## Text block
----

Some times in the deadliest murkiest part of the night our minds play tricks on us. Making much more of what it imagines than it should. Falling prey to an obsession with some minutely insignificant event or encounter from our experience. It starts to bug us, frustrates us, makes us angry even. And just occasionally these thoughts in and around midnight seep into the reality of our daytime world. They become all that we can see.
Here is a small flavour of how one Sheringham resident was recently seeing their world. Posting on The Sheringham Noticeboard Facebook page, and including a photo just in case you didn't believe it was possible, the following:-
'This street light, at the top of the road has been on for 24 hours a day for at least a month. I don't know what it costs in electric. I do know it is seriously affecting my chances of doing astrophotography. I also don't know who I should report it to, unless of course it is alight all the time for a reason.'
So its not ruining their sleep, their love life, they're not raising concerns about the effect it might be having on other people in their community. Just that it ruins the possibility of them doing astrophotography. Presumably they do their astrophotography at night. So wouldn't that be when you'd expect the street light to be on anyway?
But Stephen, perhaps you are not quite appreciating the full magnitude of the situation here. It maybe that they lay awake in the middle of the night, blinds and black out curtains drawn, fretting about this damned light that somewhere in their imagination is making their life an absolute bloody misery. This light is on all the time. All the time! A light! I've been there, I do understand. I'm not beyond finding myself at 3am in a heightened state of anxiety about whether or not I left the velux window in the shop open, and that its now raining.

----

## Given material
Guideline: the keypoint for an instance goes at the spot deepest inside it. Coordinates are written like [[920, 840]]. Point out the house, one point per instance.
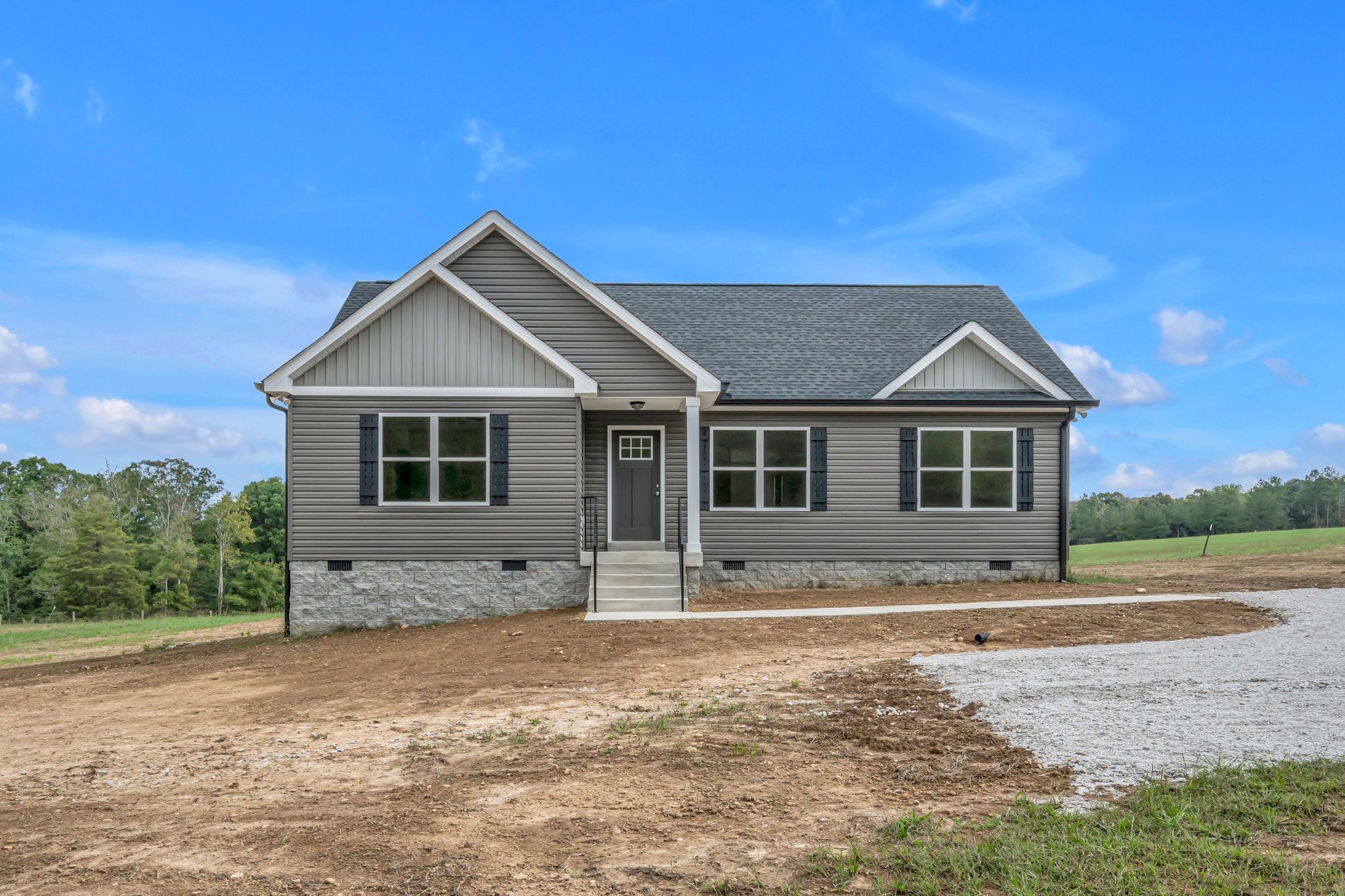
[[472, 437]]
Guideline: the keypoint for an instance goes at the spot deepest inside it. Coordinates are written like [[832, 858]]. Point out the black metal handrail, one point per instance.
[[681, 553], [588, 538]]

----

## Objectives
1 > Rewrite the paragraph of the street light piece that begins "So its not ruining their sleep" in two or three shorter sentences, keeping its main points.
2 > In the street light piece, how long does the resident say the light has been on 24 hours a day?

## Answers to the exercise
1 > The resident isn't complaining about lost sleep, their love life, or any effect on others in the community, only that the light ruins their chances of doing astrophotography. Since astrophotography is presumably done at night, that is when a street light would be expected to be on anyway.

2 > At least a month.